Jambipos, Jambi-Lima terdakwa dari Suku Anak Dalam (SAD) yang terlibat kasus pengerusakan dan pengeroyokan Satgas Terpadu Karhutla oleh anggota kelompok Serikat Mandiri Batanghari (SMB) di Distrik VIII PT WKS, Juli 2019 lalu, divonis 5 bulan penjara oleh Majelis Hakim Pengadilan Negeri Jambi, Arfan Yani, Senin (16/12/2019).
Kelima terdakwa dikenakan pasal tentang kepemilikan senjata rakitan. Kelima terdakwa yakni Pitunda, Sumi, Bujang Putih, Nyandang, Betilas yang didampingi Penasehat Hukumnya Romel.
“Menimbang bahwa para terdakwa telah terbukti memiliki senjata tajam, dan senjata api rakitan," kata Hakim Arfan Yani, Senin (16/12/2019). Menurut majelis, para terdakwa layak mendapati hukuman.

- [INFORMASI YANG DITAMPILKAN]
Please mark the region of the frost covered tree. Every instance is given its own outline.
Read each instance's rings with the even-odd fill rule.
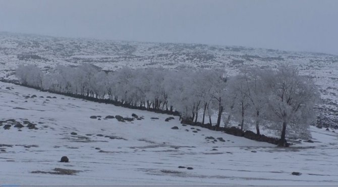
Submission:
[[[319,92],[311,80],[300,76],[293,67],[280,66],[264,75],[264,79],[270,90],[268,119],[281,126],[278,146],[286,146],[288,125],[302,127],[298,129],[303,130],[309,126],[309,119],[315,116],[314,106]]]

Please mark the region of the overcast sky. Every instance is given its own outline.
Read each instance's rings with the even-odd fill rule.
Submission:
[[[0,0],[0,31],[338,55],[338,1]]]

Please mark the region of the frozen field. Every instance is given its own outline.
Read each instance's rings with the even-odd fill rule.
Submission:
[[[0,83],[0,184],[338,183],[337,134],[331,129],[311,127],[314,143],[282,148],[183,126],[177,116],[167,122],[168,115],[11,84]],[[105,119],[132,113],[144,119]],[[19,123],[25,127],[14,127]],[[34,124],[37,129],[26,127]],[[70,162],[59,162],[63,156]],[[76,171],[56,174],[55,168]]]

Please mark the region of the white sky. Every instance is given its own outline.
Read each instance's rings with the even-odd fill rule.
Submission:
[[[0,31],[338,55],[338,1],[0,0]]]

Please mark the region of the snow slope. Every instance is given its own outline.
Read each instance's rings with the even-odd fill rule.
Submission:
[[[292,147],[281,148],[203,128],[194,133],[196,130],[191,128],[196,127],[182,126],[176,116],[166,122],[166,114],[11,84],[0,83],[0,184],[338,182],[337,134],[324,129],[311,127],[313,143],[296,141]],[[131,117],[133,113],[144,119],[125,122],[104,119],[108,115]],[[101,120],[92,115],[101,115]],[[25,127],[19,131],[12,126],[5,130],[11,119],[22,124],[29,121],[38,129]],[[171,129],[174,126],[179,129]],[[70,162],[59,162],[63,156]],[[31,173],[55,168],[81,171],[72,175]],[[292,175],[293,171],[302,174]]]

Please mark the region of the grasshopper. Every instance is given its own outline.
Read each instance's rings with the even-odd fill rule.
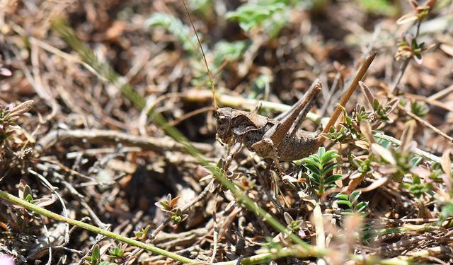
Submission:
[[[280,165],[280,161],[299,160],[314,153],[323,143],[324,138],[322,137],[322,134],[328,132],[336,122],[341,112],[342,106],[345,106],[349,100],[359,81],[362,80],[376,56],[376,53],[374,53],[365,60],[321,133],[306,131],[299,128],[321,92],[322,86],[318,80],[314,82],[301,100],[292,105],[289,110],[280,114],[275,119],[231,107],[219,108],[216,102],[214,81],[205,52],[183,0],[183,3],[197,37],[201,56],[211,83],[216,109],[214,113],[217,118],[216,139],[231,147],[224,164],[225,171],[227,171],[231,162],[243,146],[262,158],[271,158],[280,175],[282,173],[282,170]]]
[[[231,107],[217,108],[214,114],[217,119],[216,139],[232,146],[224,169],[228,170],[231,160],[243,146],[262,158],[273,159],[280,173],[282,172],[280,161],[299,160],[314,153],[323,142],[322,134],[328,131],[336,122],[341,106],[346,104],[375,55],[374,54],[365,59],[321,133],[306,131],[299,128],[321,92],[321,84],[318,80],[301,100],[275,119]]]

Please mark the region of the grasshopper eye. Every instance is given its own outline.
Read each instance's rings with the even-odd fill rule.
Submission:
[[[224,115],[219,116],[219,118],[217,118],[217,122],[219,123],[219,124],[223,124],[225,122],[226,122],[226,117]]]

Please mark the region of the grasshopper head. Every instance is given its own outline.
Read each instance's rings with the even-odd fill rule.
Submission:
[[[222,143],[228,143],[233,137],[231,131],[231,120],[234,117],[234,110],[231,107],[221,107],[217,109],[214,116],[217,119],[216,139]]]

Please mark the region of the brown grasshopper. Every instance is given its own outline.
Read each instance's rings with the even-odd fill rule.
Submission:
[[[323,142],[324,138],[321,135],[336,122],[341,111],[340,106],[348,102],[375,55],[374,54],[365,60],[342,98],[340,106],[337,107],[321,133],[299,129],[321,92],[321,84],[317,80],[301,100],[275,119],[231,107],[218,108],[215,112],[217,119],[216,138],[232,146],[224,169],[228,170],[243,145],[260,157],[273,159],[280,173],[280,161],[299,160],[314,153]]]
[[[216,138],[225,143],[233,142],[225,169],[243,145],[260,157],[273,159],[277,166],[279,161],[294,160],[311,153],[317,148],[318,134],[299,127],[321,89],[321,82],[316,81],[304,98],[275,119],[231,107],[217,109]]]
[[[190,13],[183,0],[183,3],[198,41],[201,55],[211,83],[212,98],[216,109],[214,116],[217,119],[216,139],[231,147],[224,164],[225,171],[228,170],[229,164],[243,145],[263,158],[273,159],[280,173],[282,172],[280,161],[299,160],[312,153],[323,143],[324,138],[321,135],[328,131],[336,122],[342,106],[345,106],[349,100],[359,81],[362,80],[376,56],[376,53],[374,53],[365,59],[350,87],[342,97],[340,104],[332,114],[327,125],[321,133],[306,131],[299,129],[321,92],[321,84],[317,80],[300,100],[289,110],[280,114],[275,119],[231,107],[219,108],[216,102],[212,76],[209,69],[203,47],[192,21]]]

- [TUJUAN LATIHAN] Lanjutkan berita tentang vonis lima terdakwa Suku Anak Dalam di Pengadilan Negeri Jambi, mulai sesudah kalimat terakhirnya.

- [JAWABAN TUGAS]
“Yang memberatkan perbuatan terdakwa menimbulkan keresahan. Sedangkan yang meringankan, terdakwa menyesali perbuatannya. Para terdakwa pun dijatuhi hukuman ringan, yakni 5 bulan penjara,” katanya.
"Menjatuhkan hukuman penjara kepada para terdakwa masing-masing selama 5 bulan. Menetapkan masa penahanan yang telah dijalani dikurangi sepenuhnya. Dan membebankan kepada terdakwa membayar biaya perkara sebesar Rp 5.000,” kata Yakin Arfan Yani.
Terkait putusan ini, majelis hakim memberikan waktu selama 1 minggu, untuk terdakwa maupun jaksa menyatakan sikap pikir-pikir.
Saksi Petani Jambi Diduga Diculik
Seperti diberitakan Jambipos sebelumnya, Yayasan Lembaga Bantuan Hukum Indonesia (YLBHI), LBH Padang dan LBH Pekabaru dan tim Pengacara di Jambi Abdurrahman Sayuti dan Rudi Halomoan saat ini sedang mendampingi Petani Jambi di Pengadilan Negeri Jambi dalam kasus penyerangan Satgas Terpadu Karhutla oleh anggota kelompok Serikat Mandiri Batanghari (SMB) di Distrik VIII PT WKS, Juli 2019 lalu.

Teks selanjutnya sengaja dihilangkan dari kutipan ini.